GOAL
Report only the number of lines in the material below that contain the string "clock", treating uppercase and lowercase letters as distinct.

TASK INPUTS
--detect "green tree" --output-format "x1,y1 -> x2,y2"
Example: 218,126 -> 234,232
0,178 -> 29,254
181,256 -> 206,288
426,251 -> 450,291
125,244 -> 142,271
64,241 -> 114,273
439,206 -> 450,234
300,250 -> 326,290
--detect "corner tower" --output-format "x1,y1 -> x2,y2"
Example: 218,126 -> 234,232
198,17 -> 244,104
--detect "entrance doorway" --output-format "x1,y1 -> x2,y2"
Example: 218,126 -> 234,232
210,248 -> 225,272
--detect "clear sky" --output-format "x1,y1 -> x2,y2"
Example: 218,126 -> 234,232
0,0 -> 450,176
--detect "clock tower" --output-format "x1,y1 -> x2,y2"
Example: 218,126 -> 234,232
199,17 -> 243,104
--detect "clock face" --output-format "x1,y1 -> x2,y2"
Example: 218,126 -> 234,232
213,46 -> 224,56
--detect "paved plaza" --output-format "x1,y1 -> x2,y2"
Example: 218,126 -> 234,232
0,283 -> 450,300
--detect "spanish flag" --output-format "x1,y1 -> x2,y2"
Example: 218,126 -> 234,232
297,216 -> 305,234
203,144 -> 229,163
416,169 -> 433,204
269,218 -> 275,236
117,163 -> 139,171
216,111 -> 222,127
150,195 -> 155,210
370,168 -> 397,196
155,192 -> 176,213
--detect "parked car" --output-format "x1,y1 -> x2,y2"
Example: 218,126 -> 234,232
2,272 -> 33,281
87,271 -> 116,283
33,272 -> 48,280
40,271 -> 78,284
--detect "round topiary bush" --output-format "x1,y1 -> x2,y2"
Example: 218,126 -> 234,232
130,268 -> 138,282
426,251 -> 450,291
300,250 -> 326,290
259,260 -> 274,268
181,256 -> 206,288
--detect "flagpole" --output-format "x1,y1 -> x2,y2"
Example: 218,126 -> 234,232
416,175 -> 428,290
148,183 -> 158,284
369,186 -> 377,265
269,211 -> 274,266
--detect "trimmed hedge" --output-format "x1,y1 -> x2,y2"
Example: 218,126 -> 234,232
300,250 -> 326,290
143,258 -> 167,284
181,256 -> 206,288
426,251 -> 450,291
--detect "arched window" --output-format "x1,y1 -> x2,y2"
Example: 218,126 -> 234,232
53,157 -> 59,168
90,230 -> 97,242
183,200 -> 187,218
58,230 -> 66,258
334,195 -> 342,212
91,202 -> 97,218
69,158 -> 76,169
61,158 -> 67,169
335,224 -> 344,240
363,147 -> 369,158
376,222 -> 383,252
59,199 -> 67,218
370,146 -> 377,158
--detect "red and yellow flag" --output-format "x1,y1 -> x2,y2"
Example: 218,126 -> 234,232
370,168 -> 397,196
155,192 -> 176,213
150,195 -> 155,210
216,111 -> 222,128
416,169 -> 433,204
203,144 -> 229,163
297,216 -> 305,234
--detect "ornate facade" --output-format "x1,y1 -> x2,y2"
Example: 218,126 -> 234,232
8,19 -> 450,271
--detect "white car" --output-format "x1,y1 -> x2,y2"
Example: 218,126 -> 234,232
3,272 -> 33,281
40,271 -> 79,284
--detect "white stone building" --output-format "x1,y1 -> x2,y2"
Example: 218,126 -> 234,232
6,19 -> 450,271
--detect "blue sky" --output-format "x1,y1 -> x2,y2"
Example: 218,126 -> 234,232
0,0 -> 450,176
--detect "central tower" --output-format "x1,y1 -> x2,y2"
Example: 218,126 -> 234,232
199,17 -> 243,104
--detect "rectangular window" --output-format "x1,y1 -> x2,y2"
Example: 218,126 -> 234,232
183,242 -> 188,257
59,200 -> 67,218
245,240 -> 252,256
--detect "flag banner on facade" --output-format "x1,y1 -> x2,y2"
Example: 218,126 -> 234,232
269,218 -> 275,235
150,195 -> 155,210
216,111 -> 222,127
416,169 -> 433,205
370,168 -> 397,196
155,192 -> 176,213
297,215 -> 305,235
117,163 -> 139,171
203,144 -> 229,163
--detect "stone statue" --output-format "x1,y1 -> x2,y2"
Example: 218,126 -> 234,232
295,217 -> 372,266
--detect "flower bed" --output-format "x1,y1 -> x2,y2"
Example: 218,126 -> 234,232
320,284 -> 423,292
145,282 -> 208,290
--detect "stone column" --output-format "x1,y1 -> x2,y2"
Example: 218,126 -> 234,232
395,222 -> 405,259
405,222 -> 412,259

EXERCISE OUTPUT
2